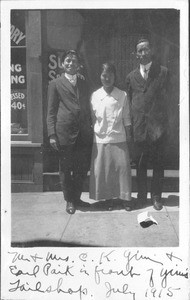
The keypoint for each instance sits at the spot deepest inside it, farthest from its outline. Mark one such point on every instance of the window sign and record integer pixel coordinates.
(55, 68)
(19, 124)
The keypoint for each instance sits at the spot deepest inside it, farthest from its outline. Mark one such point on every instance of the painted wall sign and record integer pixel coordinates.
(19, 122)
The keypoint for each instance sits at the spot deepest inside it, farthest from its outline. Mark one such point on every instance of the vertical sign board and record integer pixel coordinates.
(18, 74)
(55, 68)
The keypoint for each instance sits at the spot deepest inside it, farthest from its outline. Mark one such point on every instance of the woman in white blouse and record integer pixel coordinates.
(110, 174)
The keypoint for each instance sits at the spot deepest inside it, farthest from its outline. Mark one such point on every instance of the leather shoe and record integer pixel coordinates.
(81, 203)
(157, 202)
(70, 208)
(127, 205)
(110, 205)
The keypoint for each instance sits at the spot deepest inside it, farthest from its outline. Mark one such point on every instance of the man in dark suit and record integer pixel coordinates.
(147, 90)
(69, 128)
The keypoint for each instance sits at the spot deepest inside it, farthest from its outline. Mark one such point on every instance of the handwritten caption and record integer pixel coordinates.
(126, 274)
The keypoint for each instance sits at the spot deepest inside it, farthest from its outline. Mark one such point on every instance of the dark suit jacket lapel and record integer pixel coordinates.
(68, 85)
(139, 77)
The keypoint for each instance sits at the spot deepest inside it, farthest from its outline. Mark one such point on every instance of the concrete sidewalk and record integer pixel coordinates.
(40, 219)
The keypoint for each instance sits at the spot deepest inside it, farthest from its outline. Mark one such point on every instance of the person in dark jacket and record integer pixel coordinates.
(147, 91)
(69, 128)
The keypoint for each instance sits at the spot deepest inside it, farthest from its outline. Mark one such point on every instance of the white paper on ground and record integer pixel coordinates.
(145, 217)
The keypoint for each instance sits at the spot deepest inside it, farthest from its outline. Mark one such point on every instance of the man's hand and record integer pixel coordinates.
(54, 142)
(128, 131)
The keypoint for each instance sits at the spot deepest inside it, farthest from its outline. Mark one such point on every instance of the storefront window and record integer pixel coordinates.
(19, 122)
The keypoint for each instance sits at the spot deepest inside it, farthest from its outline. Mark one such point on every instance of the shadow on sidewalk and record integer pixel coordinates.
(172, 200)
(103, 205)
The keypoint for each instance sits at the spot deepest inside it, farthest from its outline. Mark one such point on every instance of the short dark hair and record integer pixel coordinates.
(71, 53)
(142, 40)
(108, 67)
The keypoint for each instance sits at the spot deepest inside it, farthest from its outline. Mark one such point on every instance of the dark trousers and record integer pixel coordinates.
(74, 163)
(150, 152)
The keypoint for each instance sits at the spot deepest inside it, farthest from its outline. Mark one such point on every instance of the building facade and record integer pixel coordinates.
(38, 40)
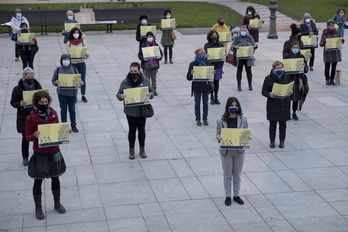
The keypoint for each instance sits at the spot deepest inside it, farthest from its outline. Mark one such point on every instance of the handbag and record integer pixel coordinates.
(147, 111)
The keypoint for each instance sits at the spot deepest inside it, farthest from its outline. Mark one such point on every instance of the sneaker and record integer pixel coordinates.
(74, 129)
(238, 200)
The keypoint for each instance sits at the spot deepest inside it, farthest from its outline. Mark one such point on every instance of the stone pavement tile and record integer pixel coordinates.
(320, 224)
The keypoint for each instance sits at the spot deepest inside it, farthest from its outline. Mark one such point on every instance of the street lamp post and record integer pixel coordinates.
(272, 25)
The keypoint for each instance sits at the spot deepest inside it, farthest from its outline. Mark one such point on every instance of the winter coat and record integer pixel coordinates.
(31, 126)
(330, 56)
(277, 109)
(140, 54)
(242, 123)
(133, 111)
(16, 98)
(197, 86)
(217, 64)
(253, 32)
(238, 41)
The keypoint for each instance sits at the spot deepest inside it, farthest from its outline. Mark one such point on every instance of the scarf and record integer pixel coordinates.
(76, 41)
________
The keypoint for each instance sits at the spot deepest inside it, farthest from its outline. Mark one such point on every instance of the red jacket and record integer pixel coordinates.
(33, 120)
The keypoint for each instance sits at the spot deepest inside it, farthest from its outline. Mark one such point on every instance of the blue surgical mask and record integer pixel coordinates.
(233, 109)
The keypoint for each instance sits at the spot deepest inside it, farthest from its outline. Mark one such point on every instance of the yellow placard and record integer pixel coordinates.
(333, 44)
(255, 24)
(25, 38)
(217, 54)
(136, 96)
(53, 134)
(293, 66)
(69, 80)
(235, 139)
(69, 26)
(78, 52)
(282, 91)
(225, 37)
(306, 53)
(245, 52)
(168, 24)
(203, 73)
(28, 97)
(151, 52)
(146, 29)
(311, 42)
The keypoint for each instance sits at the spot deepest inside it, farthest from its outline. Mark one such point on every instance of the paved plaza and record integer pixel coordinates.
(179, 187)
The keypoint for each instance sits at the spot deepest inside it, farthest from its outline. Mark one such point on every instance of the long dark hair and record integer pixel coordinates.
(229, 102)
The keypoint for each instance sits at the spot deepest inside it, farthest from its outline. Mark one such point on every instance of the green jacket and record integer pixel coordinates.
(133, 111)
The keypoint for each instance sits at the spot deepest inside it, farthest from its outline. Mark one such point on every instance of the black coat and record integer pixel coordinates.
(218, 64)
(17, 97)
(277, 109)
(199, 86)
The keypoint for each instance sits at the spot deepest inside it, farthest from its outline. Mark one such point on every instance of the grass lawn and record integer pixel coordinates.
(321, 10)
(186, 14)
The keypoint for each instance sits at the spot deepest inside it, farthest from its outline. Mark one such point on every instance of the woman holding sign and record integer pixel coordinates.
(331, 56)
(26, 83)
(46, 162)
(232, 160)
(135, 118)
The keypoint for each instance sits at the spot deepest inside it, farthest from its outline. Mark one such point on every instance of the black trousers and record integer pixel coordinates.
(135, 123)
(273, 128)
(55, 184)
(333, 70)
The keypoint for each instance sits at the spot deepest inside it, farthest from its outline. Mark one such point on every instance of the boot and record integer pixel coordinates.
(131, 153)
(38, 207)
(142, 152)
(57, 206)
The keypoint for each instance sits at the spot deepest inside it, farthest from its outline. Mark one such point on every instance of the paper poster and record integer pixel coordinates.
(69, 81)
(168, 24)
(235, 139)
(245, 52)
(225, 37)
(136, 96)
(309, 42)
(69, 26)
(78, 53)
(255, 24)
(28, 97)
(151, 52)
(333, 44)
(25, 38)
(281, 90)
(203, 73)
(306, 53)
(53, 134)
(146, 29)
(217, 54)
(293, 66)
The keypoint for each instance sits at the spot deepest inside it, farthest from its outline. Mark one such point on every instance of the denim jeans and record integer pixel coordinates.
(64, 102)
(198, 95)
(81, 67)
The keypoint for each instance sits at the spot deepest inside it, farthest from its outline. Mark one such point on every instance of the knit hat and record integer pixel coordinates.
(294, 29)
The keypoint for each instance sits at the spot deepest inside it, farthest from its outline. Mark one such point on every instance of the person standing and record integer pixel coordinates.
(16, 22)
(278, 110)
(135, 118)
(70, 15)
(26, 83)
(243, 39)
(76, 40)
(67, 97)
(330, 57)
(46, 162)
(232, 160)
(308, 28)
________
> **Short exercise**
Filter the material above down to the lines containing the string "woman", and copy each of those lines unchanged.

> **Full output**
The keypoint for each instance sits at the spot deepest inside it, farthest from its outline. Mark one such point on every instance of the woman in white blouse and record integer pixel coordinates.
The keypoint for each instance sits at the spot deepest inside it, farthest from its outline. Mark one such point on every instance of the woman holding sign and record integer pixel coordinates.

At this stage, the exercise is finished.